▸ **Task**
Scan the records for the string "winding"; copy each line where it occurs.

▸ **Collected data**
———
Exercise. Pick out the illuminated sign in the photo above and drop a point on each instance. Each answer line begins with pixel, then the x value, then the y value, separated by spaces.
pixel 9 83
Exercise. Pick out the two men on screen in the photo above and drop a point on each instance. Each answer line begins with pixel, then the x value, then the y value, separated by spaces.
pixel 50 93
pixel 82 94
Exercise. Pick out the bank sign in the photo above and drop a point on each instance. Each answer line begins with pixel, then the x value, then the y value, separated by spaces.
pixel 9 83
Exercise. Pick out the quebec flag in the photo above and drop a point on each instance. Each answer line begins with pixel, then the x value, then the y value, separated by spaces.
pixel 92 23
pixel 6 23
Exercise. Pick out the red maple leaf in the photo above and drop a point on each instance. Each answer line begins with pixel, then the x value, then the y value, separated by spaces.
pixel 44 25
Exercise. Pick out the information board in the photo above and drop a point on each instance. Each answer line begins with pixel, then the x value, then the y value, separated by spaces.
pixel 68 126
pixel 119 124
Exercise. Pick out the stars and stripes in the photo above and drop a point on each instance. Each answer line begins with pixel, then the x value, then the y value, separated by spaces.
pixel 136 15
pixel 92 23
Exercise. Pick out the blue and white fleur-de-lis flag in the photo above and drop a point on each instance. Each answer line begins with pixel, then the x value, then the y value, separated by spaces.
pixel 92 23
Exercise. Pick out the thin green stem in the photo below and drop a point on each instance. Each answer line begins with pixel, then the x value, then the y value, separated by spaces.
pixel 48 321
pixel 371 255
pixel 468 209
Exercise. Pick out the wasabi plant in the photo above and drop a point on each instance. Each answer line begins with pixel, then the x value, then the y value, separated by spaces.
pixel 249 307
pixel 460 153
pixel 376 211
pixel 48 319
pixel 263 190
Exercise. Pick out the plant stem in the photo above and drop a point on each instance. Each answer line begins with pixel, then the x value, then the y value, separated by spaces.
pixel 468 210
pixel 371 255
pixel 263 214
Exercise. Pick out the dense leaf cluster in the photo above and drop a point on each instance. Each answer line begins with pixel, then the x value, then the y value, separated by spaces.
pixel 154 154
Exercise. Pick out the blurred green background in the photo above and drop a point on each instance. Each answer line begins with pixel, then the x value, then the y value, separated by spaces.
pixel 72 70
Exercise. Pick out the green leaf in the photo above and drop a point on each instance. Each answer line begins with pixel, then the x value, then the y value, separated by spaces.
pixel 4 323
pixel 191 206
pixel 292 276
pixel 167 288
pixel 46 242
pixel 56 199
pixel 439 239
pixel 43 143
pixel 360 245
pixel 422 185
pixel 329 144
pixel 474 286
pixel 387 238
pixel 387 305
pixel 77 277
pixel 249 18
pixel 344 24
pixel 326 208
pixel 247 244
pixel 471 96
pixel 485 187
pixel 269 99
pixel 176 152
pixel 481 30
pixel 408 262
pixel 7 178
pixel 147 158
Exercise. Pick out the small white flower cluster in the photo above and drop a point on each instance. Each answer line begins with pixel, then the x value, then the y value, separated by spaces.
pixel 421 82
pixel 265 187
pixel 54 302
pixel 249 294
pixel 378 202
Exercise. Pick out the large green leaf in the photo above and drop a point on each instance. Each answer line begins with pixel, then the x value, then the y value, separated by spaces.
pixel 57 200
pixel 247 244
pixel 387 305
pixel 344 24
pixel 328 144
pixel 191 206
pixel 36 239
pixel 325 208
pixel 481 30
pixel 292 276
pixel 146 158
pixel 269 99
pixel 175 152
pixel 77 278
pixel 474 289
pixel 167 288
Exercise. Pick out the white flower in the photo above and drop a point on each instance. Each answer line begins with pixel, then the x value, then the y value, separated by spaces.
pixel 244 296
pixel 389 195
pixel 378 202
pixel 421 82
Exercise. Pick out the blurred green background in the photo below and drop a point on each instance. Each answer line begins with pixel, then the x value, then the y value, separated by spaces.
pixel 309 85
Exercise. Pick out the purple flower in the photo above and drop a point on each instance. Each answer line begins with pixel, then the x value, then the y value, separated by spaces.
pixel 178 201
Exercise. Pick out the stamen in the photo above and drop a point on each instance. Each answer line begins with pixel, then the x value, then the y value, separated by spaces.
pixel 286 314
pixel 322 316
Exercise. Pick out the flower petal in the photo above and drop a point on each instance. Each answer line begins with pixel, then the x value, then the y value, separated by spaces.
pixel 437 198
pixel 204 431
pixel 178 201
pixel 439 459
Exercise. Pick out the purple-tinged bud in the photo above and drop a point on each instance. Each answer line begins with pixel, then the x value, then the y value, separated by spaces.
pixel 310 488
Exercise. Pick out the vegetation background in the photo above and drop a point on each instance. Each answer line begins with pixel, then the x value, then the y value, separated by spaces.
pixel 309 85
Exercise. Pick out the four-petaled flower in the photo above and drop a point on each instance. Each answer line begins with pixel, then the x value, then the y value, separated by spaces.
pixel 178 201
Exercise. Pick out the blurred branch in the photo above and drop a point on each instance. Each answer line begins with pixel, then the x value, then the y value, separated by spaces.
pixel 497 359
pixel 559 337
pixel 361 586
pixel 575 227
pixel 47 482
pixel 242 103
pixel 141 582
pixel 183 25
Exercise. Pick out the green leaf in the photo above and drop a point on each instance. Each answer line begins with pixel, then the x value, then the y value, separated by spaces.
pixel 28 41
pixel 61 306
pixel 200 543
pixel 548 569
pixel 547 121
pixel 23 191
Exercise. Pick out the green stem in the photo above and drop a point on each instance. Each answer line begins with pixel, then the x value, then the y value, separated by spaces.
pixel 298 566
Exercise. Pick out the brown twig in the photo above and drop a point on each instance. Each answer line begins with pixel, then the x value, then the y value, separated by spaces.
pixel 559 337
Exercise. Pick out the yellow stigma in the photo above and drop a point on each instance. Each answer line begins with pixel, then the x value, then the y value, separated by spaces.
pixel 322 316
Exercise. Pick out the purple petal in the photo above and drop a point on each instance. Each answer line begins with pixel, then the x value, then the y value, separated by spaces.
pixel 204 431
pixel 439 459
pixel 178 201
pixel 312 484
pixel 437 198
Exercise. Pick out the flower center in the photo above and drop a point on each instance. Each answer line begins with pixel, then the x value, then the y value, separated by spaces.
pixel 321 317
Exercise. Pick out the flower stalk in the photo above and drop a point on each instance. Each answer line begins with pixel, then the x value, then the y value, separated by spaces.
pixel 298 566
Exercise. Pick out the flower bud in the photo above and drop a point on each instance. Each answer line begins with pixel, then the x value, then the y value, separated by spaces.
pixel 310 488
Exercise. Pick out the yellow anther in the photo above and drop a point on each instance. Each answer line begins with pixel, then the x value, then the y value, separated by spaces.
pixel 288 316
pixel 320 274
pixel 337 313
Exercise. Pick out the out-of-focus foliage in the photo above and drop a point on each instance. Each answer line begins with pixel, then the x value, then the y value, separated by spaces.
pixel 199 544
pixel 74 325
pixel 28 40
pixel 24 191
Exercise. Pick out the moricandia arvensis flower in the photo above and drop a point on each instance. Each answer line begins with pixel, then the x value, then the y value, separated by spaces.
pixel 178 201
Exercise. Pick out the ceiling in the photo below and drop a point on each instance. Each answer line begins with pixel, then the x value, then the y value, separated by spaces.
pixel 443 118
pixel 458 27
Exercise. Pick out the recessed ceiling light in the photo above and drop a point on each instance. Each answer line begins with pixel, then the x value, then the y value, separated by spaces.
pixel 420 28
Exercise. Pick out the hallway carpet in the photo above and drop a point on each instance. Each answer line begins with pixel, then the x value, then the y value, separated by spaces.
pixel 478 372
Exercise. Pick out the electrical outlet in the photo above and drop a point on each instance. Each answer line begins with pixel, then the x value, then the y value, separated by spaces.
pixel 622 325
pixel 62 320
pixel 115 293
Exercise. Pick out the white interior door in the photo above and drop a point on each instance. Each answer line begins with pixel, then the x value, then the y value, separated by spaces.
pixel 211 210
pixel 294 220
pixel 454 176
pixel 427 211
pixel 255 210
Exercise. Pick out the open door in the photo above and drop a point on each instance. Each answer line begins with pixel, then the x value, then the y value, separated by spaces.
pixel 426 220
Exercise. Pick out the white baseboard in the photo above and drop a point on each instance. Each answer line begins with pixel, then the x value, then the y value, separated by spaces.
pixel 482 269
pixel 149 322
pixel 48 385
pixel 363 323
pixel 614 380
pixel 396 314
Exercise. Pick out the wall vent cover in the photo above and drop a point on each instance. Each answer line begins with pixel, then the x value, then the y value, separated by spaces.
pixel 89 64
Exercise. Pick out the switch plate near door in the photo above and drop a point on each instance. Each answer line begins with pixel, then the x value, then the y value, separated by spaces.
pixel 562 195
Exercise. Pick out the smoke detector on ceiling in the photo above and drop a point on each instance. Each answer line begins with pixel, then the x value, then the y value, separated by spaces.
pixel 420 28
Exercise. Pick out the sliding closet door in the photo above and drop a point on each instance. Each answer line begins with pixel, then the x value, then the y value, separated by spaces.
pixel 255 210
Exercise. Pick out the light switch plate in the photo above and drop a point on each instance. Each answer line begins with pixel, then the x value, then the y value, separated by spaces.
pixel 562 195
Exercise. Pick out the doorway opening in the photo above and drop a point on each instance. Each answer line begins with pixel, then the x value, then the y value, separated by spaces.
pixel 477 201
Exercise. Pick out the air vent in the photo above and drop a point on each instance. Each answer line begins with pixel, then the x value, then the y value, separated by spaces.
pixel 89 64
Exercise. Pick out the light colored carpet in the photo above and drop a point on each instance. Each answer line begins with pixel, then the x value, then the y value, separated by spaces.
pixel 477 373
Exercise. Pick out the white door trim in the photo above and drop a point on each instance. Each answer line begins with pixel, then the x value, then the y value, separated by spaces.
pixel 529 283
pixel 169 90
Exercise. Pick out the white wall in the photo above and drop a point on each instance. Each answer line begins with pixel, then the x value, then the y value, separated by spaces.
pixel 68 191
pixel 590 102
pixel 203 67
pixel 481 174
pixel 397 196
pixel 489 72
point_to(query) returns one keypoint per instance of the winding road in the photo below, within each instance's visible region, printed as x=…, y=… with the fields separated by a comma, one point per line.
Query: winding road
———
▸ **Response to this task**
point_to(query) returns one keypoint per instance of the winding road in the photo below, within each instance's visible region, printed as x=…, y=… with the fields separated by a comma, one point per line.
Query: winding road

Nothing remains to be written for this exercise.